* Data to use:
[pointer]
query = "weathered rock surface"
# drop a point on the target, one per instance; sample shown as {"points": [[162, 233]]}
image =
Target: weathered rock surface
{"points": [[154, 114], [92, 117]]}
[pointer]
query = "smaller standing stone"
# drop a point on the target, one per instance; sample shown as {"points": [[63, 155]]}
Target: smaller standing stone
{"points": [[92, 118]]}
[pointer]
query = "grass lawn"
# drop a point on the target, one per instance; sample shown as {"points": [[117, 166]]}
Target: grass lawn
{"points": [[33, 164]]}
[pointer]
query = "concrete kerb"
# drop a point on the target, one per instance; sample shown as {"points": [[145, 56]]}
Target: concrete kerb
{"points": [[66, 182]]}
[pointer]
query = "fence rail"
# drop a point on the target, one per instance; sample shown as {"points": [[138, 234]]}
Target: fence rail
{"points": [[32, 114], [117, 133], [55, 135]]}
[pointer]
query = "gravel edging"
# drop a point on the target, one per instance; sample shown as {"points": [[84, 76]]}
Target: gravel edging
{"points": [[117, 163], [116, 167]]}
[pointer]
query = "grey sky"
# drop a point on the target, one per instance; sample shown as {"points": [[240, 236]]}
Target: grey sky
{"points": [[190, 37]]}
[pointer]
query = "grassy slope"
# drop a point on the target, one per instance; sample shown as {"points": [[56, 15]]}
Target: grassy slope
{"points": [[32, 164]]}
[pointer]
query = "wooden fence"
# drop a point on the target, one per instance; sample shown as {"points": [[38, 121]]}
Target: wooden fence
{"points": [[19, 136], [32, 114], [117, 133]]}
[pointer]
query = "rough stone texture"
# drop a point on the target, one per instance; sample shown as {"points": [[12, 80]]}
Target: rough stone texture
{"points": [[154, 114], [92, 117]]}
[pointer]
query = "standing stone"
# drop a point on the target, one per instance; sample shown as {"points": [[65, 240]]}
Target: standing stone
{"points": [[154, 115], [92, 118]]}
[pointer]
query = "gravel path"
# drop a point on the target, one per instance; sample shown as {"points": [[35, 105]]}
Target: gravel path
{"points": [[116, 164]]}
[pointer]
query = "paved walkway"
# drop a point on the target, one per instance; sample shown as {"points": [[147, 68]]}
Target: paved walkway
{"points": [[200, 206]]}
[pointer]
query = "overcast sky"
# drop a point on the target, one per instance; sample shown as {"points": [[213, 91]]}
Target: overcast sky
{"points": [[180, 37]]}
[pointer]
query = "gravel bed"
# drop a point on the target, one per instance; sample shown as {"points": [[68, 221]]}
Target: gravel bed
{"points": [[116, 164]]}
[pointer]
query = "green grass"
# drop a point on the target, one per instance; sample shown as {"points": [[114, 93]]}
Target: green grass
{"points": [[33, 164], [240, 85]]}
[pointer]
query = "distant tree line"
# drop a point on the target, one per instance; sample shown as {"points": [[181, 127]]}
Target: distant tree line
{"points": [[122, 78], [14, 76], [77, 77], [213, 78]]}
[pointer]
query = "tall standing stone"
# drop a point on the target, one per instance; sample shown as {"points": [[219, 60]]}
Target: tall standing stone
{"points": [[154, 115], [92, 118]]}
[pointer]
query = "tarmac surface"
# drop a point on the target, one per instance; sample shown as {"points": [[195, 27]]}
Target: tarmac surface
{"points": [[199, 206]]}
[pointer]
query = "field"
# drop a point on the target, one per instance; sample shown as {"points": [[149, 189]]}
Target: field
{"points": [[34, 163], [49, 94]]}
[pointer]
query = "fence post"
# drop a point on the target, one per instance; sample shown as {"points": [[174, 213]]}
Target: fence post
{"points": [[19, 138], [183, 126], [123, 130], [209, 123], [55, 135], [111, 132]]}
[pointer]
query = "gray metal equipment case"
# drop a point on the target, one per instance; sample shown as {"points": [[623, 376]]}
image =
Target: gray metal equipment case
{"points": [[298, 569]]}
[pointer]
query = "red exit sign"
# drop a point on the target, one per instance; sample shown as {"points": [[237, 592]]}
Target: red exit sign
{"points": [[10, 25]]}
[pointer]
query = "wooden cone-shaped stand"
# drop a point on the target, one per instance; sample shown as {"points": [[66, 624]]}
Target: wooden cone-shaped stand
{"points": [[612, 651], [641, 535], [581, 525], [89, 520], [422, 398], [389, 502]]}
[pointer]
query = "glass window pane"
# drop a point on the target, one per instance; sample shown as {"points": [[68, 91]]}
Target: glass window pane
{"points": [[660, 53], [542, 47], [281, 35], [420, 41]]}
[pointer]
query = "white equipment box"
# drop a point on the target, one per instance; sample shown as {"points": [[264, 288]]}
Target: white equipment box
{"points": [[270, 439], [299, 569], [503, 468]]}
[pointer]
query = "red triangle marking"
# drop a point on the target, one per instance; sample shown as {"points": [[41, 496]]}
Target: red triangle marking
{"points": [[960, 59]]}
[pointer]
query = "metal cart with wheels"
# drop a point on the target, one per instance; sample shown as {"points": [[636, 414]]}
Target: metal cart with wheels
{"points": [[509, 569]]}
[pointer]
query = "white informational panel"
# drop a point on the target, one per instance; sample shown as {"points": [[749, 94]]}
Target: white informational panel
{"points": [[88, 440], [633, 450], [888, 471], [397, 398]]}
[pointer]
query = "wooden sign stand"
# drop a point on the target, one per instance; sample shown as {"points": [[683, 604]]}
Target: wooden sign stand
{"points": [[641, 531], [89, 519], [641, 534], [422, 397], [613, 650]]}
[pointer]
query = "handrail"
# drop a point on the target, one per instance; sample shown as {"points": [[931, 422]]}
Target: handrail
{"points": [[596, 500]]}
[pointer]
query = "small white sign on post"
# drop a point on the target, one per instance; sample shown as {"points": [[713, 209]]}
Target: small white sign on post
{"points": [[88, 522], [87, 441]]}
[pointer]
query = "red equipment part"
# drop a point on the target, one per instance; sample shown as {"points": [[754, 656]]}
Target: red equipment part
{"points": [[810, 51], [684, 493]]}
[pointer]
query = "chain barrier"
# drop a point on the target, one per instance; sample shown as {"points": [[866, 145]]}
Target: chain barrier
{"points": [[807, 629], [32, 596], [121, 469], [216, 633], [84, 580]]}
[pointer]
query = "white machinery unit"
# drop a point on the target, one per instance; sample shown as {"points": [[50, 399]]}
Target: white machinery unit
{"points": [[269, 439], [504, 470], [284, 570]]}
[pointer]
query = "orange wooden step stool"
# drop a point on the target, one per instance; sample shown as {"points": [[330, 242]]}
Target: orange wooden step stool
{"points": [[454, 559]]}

* Problem requirements:
Would you set down every record again, exactly as it appears above?

* Answer to this problem:
[pointer]
query = "weathered rock surface"
# drop a point on the target, one per instance; sample shown as {"points": [[162, 233]]}
image =
Target: weathered rock surface
{"points": [[154, 114], [92, 117]]}
[pointer]
query = "smaller standing stone"
# drop a point on the target, one per instance; sample shown as {"points": [[63, 155]]}
Target: smaller standing stone
{"points": [[92, 118]]}
[pointer]
query = "grass lawn"
# drop a point on the target, one per instance; sample shown as {"points": [[117, 166]]}
Target: grass lawn
{"points": [[33, 164]]}
[pointer]
query = "concrete kerb"
# drop a point on the target, one per instance; sample shown as {"points": [[145, 56]]}
Target: concrete kerb
{"points": [[66, 182]]}
[pointer]
query = "fence rail"
# drop a point on the target, one per instance; sample shown as {"points": [[138, 234]]}
Target: fence rail
{"points": [[32, 114], [117, 133], [55, 135]]}
[pointer]
query = "gravel edging"
# drop a point on the target, one per instance; sample shown as {"points": [[84, 76]]}
Target: gravel edging
{"points": [[117, 163], [116, 167]]}
[pointer]
query = "grey sky"
# drop a point on the target, one per instance; sample shown as {"points": [[240, 236]]}
Target: grey sky
{"points": [[190, 37]]}
[pointer]
query = "grassy slope"
# drop a point on the target, one per instance; sample shown as {"points": [[56, 15]]}
Target: grassy slope
{"points": [[32, 164]]}
[pointer]
query = "wooden fence"
# drop a point on the target, one per instance; sample shown as {"points": [[38, 121]]}
Target: wooden fence
{"points": [[19, 136], [32, 114], [117, 133]]}
[pointer]
query = "rough stone texture"
# drop a point on the target, one per instance; sample shown as {"points": [[12, 80]]}
Target: rough stone texture
{"points": [[154, 114], [92, 117]]}
[pointer]
query = "standing stone"
# drop a point on the target, one per instance; sample shown as {"points": [[65, 240]]}
Target: standing stone
{"points": [[154, 115], [92, 118]]}
[pointer]
query = "gravel path"
# drop a point on the target, one per instance; sample shown as {"points": [[35, 105]]}
Target: gravel path
{"points": [[116, 164]]}
[pointer]
query = "paved walkway"
# drop a point on the target, one per instance; sample shown as {"points": [[147, 68]]}
Target: paved walkway
{"points": [[200, 206]]}
[pointer]
query = "overcast sky"
# drop a point on the target, one per instance; sample shown as {"points": [[213, 91]]}
Target: overcast sky
{"points": [[180, 37]]}
[pointer]
query = "gravel bed"
# drop a point on the target, one per instance; sample shown as {"points": [[68, 221]]}
Target: gravel bed
{"points": [[116, 164]]}
[pointer]
query = "green grass"
# drop a point on the target, one per instance; sample shown as {"points": [[114, 93]]}
Target: green grass
{"points": [[33, 164], [240, 85]]}
[pointer]
query = "distant tree line"
# drop a point on the target, one per instance; sample shown as {"points": [[181, 127]]}
Target: distant tree line
{"points": [[122, 78], [14, 76], [77, 77], [213, 78]]}
[pointer]
query = "tall standing stone"
# drop a point on the target, one per instance; sample shown as {"points": [[219, 60]]}
Target: tall standing stone
{"points": [[154, 115], [92, 118]]}
[pointer]
query = "tarmac surface"
# drop a point on the target, one per instance; sample shown as {"points": [[195, 27]]}
Target: tarmac surface
{"points": [[199, 206]]}
[pointer]
query = "field"
# drop a point on the target, one per instance; sample shown as {"points": [[149, 189]]}
Target: field
{"points": [[34, 163], [49, 94]]}
[pointer]
query = "fence post"
# drop a point on the target, one per instance; sample shown as {"points": [[174, 213]]}
Target: fence post
{"points": [[19, 138], [183, 126], [123, 130], [209, 123], [55, 135], [111, 132]]}
[pointer]
query = "gray metal equipment case"
# drop a point on the target, one per instance; sample shown as {"points": [[623, 376]]}
image =
Target: gray metal equipment case
{"points": [[298, 569]]}
[pointer]
query = "red exit sign"
# drop a point on the target, one per instance; sample shown as {"points": [[237, 592]]}
Target: red exit sign
{"points": [[10, 25]]}
[pointer]
query = "wooden cone-shaped stand"
# drop a point on the target, one per instance; sample shown as {"points": [[66, 624]]}
Target: wooden cone-shaped stand
{"points": [[612, 651], [641, 535], [581, 525], [89, 520], [422, 398], [389, 502]]}
[pointer]
query = "glass window pane"
# drop a point on the target, one per instance; sample shown as {"points": [[68, 91]]}
Target: glass window pane
{"points": [[660, 53], [542, 47], [281, 35], [420, 41]]}
[pointer]
query = "white equipment box"
# drop a point on the target, one per instance; sample shown as {"points": [[264, 288]]}
Target: white equipment box
{"points": [[270, 439], [299, 569], [503, 468]]}
[pointer]
query = "red triangle marking"
# drop a point on the target, one per instance; sample shown as {"points": [[41, 496]]}
Target: red triangle marking
{"points": [[960, 59]]}
[pointer]
query = "metal cart with wheels"
# drop a point on the target, one per instance; sample shown as {"points": [[636, 414]]}
Target: metal cart with wheels
{"points": [[509, 569]]}
[pointer]
query = "white informational panel"
# drop a point on the target, one per instance; sample shown as {"points": [[749, 94]]}
Target: white informational panel
{"points": [[88, 440], [633, 450], [888, 471], [397, 398]]}
[pointer]
query = "wooden sign stand"
# drop a point on the target, one per instance; sample shown as {"points": [[683, 604]]}
Target: wooden sign stand
{"points": [[641, 531], [89, 519], [641, 534], [422, 397], [613, 650]]}
[pointer]
query = "handrail"
# drop a point on the target, one per instance; sample shown as {"points": [[931, 422]]}
Target: handrail
{"points": [[596, 500]]}
[pointer]
query = "small white sign on post"
# drop a point on the target, one per instance; sample shown as {"points": [[713, 209]]}
Target: small white sign on post
{"points": [[88, 522], [87, 441]]}
[pointer]
query = "red equipment part"
# drop a point on the target, one per instance; sample shown as {"points": [[754, 656]]}
Target: red equipment part
{"points": [[810, 51], [684, 493]]}
[pointer]
query = "chain barrier"
# drop a point on the target, one per instance; sample shown as {"points": [[866, 145]]}
Target: chain barrier
{"points": [[807, 629], [32, 596], [121, 469], [216, 633], [84, 580]]}
[pointer]
query = "white machinery unit"
# drop a point on the target, one per instance; sample shown as {"points": [[50, 399]]}
Target: white machinery unit
{"points": [[269, 439], [504, 470], [284, 570]]}
[pointer]
query = "orange wooden step stool"
# drop a point on the target, one per instance; sample shown as {"points": [[330, 242]]}
Target: orange wooden step stool
{"points": [[454, 559]]}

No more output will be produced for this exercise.